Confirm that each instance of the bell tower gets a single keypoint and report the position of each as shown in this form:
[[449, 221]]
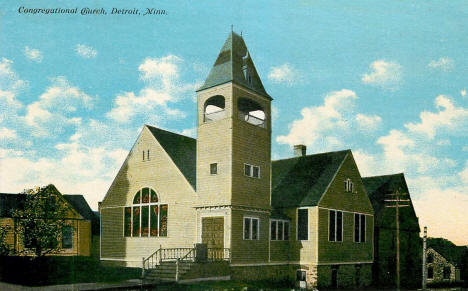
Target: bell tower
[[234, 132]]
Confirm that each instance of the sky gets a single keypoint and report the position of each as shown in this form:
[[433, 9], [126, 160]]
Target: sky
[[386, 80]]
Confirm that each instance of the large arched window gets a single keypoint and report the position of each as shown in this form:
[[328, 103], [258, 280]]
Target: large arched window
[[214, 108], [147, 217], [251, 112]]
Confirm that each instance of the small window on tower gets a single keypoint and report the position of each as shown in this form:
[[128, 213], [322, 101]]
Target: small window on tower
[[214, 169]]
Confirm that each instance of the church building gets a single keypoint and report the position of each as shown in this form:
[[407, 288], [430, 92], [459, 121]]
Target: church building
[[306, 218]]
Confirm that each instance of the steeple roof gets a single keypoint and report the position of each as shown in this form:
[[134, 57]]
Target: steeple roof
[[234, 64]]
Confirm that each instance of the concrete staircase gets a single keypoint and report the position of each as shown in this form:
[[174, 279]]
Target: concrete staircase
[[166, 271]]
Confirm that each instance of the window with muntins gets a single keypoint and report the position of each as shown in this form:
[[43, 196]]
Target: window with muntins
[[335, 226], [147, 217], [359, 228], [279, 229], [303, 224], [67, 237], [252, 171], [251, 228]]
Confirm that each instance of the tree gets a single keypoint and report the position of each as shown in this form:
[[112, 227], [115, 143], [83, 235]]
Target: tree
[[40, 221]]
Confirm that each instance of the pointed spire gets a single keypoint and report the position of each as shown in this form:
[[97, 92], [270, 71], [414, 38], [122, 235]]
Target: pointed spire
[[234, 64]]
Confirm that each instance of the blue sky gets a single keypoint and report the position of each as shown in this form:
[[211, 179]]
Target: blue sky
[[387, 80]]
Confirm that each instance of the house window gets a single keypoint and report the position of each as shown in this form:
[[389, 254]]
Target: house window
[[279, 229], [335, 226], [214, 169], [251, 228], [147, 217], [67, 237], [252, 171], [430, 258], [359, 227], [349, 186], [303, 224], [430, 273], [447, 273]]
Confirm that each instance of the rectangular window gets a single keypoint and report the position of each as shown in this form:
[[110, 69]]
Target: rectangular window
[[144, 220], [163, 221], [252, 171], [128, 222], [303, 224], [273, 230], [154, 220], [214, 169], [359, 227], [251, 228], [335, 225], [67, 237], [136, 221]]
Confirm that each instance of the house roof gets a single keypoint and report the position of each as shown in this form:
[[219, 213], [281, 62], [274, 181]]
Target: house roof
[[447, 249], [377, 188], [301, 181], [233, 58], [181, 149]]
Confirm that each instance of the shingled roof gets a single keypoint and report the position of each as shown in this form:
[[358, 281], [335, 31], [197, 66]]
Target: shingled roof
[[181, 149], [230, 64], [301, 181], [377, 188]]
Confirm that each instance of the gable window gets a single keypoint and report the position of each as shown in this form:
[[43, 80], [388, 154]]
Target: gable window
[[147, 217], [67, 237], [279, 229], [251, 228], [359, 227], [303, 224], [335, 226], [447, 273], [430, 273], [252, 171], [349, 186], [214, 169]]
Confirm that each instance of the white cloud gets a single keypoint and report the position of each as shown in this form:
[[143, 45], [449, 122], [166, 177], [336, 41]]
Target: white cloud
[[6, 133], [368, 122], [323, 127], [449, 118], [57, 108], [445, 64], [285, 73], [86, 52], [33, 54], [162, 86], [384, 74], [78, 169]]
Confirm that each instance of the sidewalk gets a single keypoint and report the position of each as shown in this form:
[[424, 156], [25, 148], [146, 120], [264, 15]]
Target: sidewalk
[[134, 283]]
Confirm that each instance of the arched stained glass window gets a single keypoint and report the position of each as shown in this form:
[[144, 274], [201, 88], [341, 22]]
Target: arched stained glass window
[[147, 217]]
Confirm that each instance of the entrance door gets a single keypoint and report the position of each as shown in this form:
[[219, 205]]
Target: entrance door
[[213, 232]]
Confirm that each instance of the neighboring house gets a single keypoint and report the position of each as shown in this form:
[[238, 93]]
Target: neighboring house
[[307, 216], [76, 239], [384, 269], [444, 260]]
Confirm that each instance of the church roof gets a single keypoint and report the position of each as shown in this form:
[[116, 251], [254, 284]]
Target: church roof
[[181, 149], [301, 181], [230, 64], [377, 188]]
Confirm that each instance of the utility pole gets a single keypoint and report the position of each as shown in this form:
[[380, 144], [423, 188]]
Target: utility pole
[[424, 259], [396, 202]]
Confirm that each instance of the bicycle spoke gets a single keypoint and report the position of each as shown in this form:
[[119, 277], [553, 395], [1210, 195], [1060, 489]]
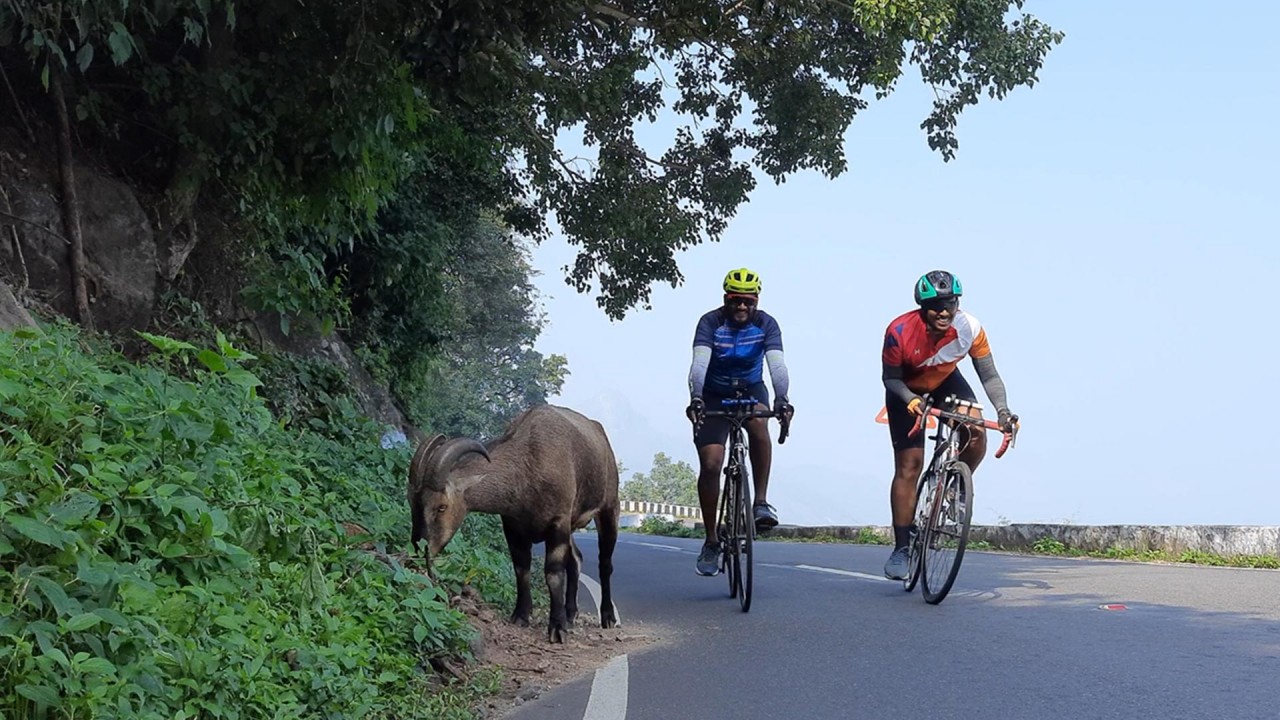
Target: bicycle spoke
* * *
◆ **What you need to do**: Copy out the listing lines starting at the one containing "Confirm that each instance of the church building" and ending at the one containing "237], [136, 221]]", both included, reproducing each line without any change.

◆ **Response to the exercise**:
Confirm that each instance of the church building gets a single keypoint and report the position of each as shown in this form:
[[407, 288], [430, 92], [459, 121]]
Target: church building
[[306, 218]]
Confirm that each instance of the steeple roof gets a single keypoint and report the position of each as shown in this form:
[[134, 57]]
Target: steeple roof
[[234, 64]]
Confirm that each instance of the concrete staircase gets a single keypoint and report the position of each as shown in this form:
[[174, 279]]
Target: concrete staircase
[[166, 271]]
Confirm that each instance of the window with muntins gets a single keypoint and report the position of each as shown in this form:
[[43, 196]]
Target: window with muntins
[[335, 226], [147, 217], [359, 228], [279, 229], [303, 224], [67, 237], [252, 171], [251, 228]]
Confirm that each instance of the tree gets a single keypoint and report the position of each as shown in this form:
[[112, 227], [115, 143], [83, 235]]
Target: tree
[[40, 221]]
Confirm that each instance of the pointed spire gets a single keypoint and report the position of each as shown in this form:
[[97, 92], [270, 71], [414, 38], [122, 235]]
Target: pointed spire
[[234, 64]]
Confirm that each instance of the blue sky gets a single keypoint and report the position of each as shown in this form:
[[211, 179]]
Target: blue sky
[[387, 80]]
Confirm that each instance of the house window gets a single keypoint and report the position of each as shown in this form:
[[389, 254]]
Target: house window
[[279, 229], [335, 226], [214, 169], [251, 228], [147, 217], [67, 237], [252, 171], [430, 258], [359, 227], [349, 186], [303, 224], [430, 273], [447, 273]]
Confirm that each instance of the rectangular window gets a single keypoint and report the position of each as shown in this form:
[[110, 69]]
Target: rectangular window
[[144, 220], [163, 221], [252, 171], [128, 222], [303, 224], [273, 230], [154, 220], [214, 169], [359, 227], [251, 228], [335, 225], [67, 237], [136, 221]]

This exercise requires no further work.